Task data:
-- Opening Marker --

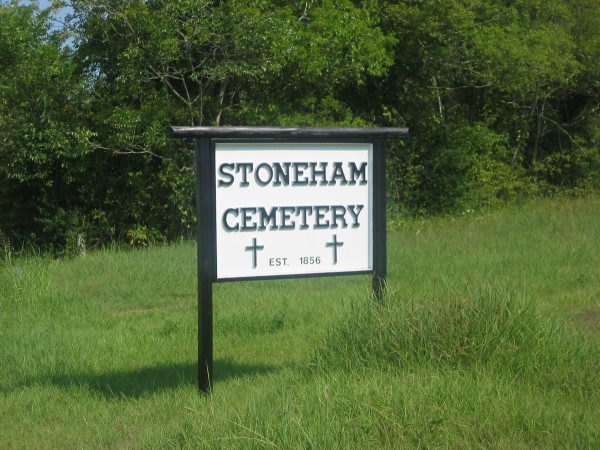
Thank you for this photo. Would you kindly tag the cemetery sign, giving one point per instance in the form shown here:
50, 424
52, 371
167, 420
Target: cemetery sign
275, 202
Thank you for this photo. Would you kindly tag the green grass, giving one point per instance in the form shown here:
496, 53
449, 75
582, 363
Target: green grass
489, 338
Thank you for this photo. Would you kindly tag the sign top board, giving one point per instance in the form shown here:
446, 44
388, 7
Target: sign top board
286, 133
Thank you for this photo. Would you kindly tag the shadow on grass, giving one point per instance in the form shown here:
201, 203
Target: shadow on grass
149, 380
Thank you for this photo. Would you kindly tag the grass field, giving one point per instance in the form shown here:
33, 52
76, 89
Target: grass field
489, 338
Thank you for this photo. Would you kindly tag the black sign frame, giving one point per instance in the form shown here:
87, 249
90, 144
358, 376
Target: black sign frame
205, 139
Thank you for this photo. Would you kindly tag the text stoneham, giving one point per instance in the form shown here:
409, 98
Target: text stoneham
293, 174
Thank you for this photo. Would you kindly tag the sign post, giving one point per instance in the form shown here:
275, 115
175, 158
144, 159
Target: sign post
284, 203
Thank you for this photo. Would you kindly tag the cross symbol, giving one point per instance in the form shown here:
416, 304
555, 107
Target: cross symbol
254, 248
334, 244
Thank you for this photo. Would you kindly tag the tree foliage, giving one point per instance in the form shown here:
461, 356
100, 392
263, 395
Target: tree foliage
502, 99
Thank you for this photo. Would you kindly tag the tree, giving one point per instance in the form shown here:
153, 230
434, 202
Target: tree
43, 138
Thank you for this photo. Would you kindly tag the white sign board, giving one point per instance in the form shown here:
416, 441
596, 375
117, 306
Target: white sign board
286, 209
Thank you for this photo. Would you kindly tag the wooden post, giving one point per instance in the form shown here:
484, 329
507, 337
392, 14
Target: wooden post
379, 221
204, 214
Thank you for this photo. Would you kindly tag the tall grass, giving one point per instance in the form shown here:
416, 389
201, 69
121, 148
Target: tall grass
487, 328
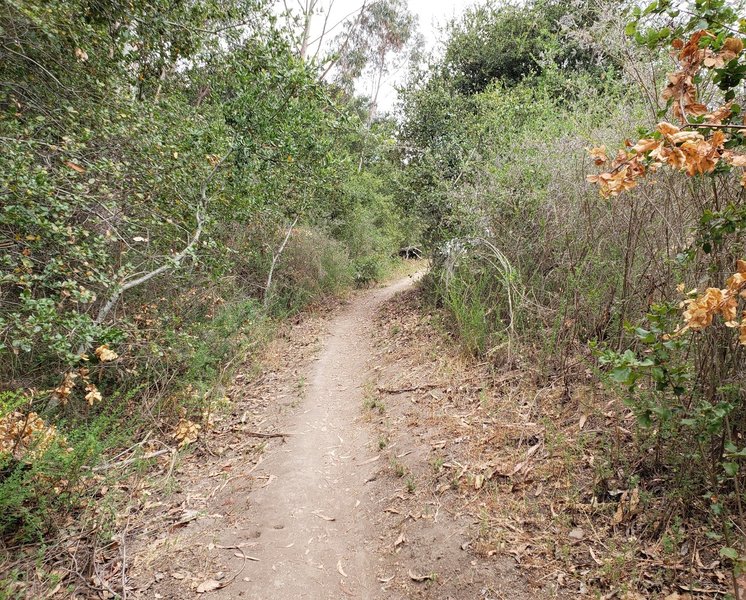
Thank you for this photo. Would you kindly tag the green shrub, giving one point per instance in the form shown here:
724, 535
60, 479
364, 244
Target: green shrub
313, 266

-- Closing Marker --
-- Opening Marker --

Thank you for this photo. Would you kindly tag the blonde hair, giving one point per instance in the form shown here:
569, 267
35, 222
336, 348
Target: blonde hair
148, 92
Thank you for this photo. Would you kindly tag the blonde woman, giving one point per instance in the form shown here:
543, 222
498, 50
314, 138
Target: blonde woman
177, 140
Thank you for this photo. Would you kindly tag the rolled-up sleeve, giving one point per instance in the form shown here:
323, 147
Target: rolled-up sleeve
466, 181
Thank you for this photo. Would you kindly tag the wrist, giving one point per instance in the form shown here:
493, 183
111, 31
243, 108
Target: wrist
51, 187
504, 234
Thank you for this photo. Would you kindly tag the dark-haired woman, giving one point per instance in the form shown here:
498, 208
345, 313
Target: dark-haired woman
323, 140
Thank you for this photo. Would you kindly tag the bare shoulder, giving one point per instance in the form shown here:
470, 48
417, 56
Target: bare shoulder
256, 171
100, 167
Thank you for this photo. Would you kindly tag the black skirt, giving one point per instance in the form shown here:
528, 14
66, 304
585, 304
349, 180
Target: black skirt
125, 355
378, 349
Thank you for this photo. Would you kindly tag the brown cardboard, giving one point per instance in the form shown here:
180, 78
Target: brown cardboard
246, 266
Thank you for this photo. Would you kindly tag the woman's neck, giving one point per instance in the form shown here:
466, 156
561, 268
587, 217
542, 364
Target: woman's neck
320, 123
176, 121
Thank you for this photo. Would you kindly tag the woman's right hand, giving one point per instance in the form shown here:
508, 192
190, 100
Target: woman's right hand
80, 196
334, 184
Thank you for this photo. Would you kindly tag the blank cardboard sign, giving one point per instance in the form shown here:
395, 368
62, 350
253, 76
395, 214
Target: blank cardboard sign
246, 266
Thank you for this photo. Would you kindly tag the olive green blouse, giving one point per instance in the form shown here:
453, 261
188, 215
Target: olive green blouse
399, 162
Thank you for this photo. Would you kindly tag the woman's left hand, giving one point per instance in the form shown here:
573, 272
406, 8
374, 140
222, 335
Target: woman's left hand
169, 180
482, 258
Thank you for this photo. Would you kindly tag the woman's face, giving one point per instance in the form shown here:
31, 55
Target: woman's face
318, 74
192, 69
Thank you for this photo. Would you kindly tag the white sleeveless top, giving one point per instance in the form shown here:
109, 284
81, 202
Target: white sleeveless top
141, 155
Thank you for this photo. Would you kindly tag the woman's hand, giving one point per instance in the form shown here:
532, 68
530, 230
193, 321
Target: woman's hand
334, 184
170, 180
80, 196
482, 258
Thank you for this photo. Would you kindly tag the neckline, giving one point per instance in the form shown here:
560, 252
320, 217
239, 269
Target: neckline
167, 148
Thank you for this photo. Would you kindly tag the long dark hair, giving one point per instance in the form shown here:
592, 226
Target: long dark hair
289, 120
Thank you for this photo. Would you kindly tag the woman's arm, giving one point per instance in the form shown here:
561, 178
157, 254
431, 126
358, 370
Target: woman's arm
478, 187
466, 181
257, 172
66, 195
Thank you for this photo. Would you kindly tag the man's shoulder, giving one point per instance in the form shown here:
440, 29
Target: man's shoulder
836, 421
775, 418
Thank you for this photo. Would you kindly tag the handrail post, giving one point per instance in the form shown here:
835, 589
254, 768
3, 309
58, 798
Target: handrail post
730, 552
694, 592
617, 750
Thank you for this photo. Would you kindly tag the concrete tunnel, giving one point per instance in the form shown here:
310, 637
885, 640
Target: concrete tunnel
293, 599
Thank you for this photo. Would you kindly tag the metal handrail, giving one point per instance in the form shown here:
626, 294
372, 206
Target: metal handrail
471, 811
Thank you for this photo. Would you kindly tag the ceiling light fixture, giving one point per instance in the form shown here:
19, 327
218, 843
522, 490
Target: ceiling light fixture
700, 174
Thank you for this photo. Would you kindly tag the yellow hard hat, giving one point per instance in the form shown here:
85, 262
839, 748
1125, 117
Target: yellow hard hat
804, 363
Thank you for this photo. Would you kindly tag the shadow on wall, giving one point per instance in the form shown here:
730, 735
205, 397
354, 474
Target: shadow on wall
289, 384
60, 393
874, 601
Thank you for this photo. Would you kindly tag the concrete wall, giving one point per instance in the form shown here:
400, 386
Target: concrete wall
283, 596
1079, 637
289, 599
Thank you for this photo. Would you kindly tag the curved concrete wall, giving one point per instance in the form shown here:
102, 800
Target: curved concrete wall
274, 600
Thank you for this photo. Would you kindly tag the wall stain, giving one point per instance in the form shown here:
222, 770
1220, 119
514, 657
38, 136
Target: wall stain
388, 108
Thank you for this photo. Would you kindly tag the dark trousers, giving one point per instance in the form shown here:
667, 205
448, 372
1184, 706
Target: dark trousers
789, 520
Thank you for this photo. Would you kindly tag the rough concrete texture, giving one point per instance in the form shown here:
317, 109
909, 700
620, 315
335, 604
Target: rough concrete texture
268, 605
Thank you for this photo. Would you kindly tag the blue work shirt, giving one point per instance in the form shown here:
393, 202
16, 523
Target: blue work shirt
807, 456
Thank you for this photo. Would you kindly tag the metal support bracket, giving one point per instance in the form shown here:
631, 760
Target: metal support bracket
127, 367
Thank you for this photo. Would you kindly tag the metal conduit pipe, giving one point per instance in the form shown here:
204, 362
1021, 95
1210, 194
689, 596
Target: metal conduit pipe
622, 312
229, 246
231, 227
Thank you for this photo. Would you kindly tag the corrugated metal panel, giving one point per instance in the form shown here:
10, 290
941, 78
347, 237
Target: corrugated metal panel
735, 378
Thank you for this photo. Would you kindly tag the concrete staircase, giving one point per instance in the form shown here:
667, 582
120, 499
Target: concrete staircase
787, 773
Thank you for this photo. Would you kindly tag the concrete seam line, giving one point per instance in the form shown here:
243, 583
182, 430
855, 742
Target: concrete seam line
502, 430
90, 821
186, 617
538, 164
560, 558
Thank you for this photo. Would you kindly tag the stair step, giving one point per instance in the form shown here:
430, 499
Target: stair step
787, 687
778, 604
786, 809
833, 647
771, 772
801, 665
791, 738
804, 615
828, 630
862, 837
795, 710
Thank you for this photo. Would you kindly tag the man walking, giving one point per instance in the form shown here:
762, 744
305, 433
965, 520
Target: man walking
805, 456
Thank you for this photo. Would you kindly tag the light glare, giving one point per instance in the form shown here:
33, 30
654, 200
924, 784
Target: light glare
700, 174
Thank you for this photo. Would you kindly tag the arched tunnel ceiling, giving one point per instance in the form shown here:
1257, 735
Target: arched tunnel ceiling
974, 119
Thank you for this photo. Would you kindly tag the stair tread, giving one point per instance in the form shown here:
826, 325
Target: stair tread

-- Closing Marker --

Task description: Scan the data above and copy each line containing the word "tread".

Expected output:
Thank you for this photo. Would you kindly tag the stair tread, giving one point per instance in the form shown here:
Target: stair tread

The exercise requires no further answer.